7 files

Impact of Vacuum-Assisted Venous Drainage on Forward Flow in Simulated Pediatric Cardiopulmonary Bypass Circuits Utilizing a Centrifugal Arterial Pump Head

posted on 12.02.2020, 02:44 by Daniel Peres Guimarães, Luiz Fernando Caneo, Gregory Matte, Luciana P. Carletto, Valéria Camargo Policarpo, Ana Vitória C. X. Castro, Matheus H. C. Miranda, Priscila S. Costa, Marcelo B. Jatene, Idagene Cestari, Fabio B. Jatene

Abstract Objective: To analyze the impact of vacuum-assisted venous drainage (VAVD) on arterial pump flow in a simulated pediatric cardiopulmonary bypass circuit utilizing a centrifugal pump (CP) with an external arterial filter. Methods: The simulation circuit consisted of a Quadrox-I Pediatric oxygenator, a Rotaflow CP (Maquet Cardiopulmonary AG, Rastatt, Germany), and a custom pediatric tubing set primed with Lactated Ringer's solution and packed red blood cells. Venous line pressure, reservoir pressure, and arterial flow were measured with VAVD turned off to record baseline values. Four other conditions were tested with progressively higher vacuum pressures (-20, -40, -60, and -80 mmHg) applied to the baseline cardiotomy pressure. An arterial filter was placed into the circuit and arterial flow was measured with the purge line in both open and closed positions. These trials were repeated at set arterial flow rates of 1500, 2000, and 2500 mL/min. Results: The use of progressively higher vacuum caused a reduction in effective arterial flow from 1490±0.00 to 590±0.00, from 2020±0.01 to 1220±0.00, and from 2490±0.0 to 1830±0.01 mL/min. Effective forward flow decreased with increased levels of VAVD. Conclusion: The use of VAVD reduces arterial flow when a CP is used as the main arterial pump. The reduction in the forward arterial flow increases as the vacuum level increases. The loss of forward flow is further reduced when the arterial filter purge line is kept in the recommended open position. An independent flow probe is essential to monitor pump flow during cardiopulmonary bypass.

- _Supplied entries_
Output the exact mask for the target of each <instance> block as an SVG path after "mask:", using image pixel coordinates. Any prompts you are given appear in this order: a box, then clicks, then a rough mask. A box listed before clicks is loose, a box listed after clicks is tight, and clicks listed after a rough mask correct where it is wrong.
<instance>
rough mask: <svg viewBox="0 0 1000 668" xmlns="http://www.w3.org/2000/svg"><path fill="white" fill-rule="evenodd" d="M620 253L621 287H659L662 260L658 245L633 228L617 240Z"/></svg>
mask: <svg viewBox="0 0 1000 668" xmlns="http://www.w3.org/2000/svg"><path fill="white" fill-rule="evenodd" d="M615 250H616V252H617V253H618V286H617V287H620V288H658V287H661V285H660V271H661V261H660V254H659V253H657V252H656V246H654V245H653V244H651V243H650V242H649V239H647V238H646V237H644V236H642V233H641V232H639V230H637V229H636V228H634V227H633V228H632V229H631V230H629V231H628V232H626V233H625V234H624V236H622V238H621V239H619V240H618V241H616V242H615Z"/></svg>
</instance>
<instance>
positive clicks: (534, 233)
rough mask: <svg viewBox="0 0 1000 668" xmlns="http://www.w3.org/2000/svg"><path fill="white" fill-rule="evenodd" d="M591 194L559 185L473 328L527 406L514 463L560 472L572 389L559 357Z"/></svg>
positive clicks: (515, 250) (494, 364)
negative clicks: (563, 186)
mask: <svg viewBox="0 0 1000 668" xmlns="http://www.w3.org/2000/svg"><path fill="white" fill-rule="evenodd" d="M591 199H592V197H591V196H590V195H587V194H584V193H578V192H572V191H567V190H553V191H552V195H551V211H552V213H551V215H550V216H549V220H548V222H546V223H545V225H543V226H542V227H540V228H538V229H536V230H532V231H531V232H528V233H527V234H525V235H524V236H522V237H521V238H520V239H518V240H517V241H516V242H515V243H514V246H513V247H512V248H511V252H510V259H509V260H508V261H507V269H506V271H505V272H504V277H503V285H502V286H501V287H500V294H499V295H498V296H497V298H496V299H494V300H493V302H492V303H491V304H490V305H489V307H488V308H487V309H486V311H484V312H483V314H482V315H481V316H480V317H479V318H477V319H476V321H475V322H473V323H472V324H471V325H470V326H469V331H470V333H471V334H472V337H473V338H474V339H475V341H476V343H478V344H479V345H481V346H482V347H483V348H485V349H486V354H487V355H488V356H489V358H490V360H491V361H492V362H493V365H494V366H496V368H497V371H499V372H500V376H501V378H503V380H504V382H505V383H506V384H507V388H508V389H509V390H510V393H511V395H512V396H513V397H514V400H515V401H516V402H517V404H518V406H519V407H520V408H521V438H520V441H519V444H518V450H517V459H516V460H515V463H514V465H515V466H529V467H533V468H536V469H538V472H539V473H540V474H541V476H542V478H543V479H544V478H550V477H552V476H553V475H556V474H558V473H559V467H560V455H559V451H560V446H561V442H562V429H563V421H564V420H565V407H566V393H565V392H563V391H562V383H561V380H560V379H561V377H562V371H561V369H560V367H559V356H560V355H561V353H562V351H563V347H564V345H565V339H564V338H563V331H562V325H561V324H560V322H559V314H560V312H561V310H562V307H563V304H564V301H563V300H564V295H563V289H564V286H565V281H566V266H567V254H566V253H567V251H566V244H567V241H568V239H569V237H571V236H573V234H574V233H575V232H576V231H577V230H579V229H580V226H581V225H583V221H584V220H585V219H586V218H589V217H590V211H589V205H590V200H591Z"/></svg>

- _Exercise_
Answer these questions about the abstract on vacuum-assisted venous drainage:
(a) Which oxygenator was part of the simulation circuit?
(b) What four vacuum pressures were applied to the baseline cardiotomy pressure?
(c) What does the conclusion call essential for monitoring pump flow during cardiopulmonary bypass?

- _Reply_
(a) A Quadrox-I Pediatric oxygenator.
(b) -20, -40, -60, and -80 mmHg.
(c) An independent flow probe.